• _Given instruction_
Reproduce all of the records below, substituting "circle" for each occurrence of "disc" and leaving all other text unchanged.

• _Given information_
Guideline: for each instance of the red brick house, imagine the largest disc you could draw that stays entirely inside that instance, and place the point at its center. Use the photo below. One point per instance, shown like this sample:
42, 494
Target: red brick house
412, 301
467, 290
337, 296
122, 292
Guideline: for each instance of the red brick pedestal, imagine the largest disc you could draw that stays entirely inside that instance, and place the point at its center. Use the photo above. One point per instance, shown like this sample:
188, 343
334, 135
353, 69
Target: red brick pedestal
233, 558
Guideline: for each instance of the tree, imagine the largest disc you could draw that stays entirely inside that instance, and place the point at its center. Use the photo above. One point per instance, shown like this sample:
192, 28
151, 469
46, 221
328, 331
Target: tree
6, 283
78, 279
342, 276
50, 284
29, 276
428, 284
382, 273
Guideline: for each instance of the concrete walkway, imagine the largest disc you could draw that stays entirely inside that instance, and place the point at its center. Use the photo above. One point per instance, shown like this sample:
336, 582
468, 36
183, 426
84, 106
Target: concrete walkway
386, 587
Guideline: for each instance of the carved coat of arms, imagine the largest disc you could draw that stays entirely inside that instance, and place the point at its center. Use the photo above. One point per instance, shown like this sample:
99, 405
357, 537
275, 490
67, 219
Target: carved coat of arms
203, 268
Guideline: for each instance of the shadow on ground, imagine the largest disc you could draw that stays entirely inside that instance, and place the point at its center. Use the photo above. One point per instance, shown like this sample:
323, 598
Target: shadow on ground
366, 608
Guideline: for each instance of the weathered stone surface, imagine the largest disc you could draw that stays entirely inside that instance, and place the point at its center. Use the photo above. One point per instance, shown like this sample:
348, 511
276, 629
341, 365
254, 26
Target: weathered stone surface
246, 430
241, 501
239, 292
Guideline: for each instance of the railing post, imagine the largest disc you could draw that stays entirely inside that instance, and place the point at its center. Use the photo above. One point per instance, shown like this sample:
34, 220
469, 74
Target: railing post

• _Reply to the exercise_
Guideline: for each instance of the red brick house, imagine the largest circle you could draw that stays entirely inside that instance, and place the point at its center. Use the photo below. One point per instance, shown like this sample:
42, 494
Target: red brick house
412, 301
467, 290
337, 296
122, 292
Guideline: for each instance of the red brick pedestal, imagine the largest circle you could draw that stays entirely inside that instance, and place the point at its center. Use the photo above. One point per instance, shown like this sample:
188, 343
334, 135
353, 69
Target: red brick pedestal
233, 558
Guideline: for each instance of the tree, imagine the largest circle you could draw that stays entirely inside that instance, and place the point at its center. Use the photo above. One point per instance, shown like this sample:
192, 28
151, 469
46, 221
328, 331
Target: tree
6, 283
78, 279
342, 276
50, 284
29, 276
428, 284
382, 273
Guideline: for each instance of the concrete walkway, imagine the largest circle you could draw that stays entirely inside that instance, and place the point at its center. Use the photo above. One point per instance, shown like this sample:
336, 582
468, 36
183, 426
84, 106
Target: concrete walkway
386, 587
Guideline: for each instance of the carved coat of arms, imagine the largest circle you could draw that stays entirely inside that instance, and place the point at its center. Use the photo above. One point per instance, shown like this sample:
99, 405
357, 537
275, 490
67, 219
Target: carved coat of arms
203, 268
Guideline: for each instance of the shadow on ground, imagine the largest circle you could draw that stays entirely inside that instance, and place the point at its center. Use the photo above. One point per instance, shown like this sample:
323, 598
Target: shadow on ground
366, 608
Guideline: for each instance of the weathered stone surface, imagine the largest circle you could draw that stays entirely inside that instance, and place the point at its center. Use the photo above. One point per instance, shown like this sample:
348, 511
276, 629
341, 365
254, 26
Target: weathered stone surface
246, 430
241, 501
239, 292
Guideline: for each instance of the railing post, imagine the largest circle you could draw that stays entirely inside that instance, and place the point at its center. Use the photo above. One point per instance, shown like this sample:
34, 220
469, 74
Target: railing post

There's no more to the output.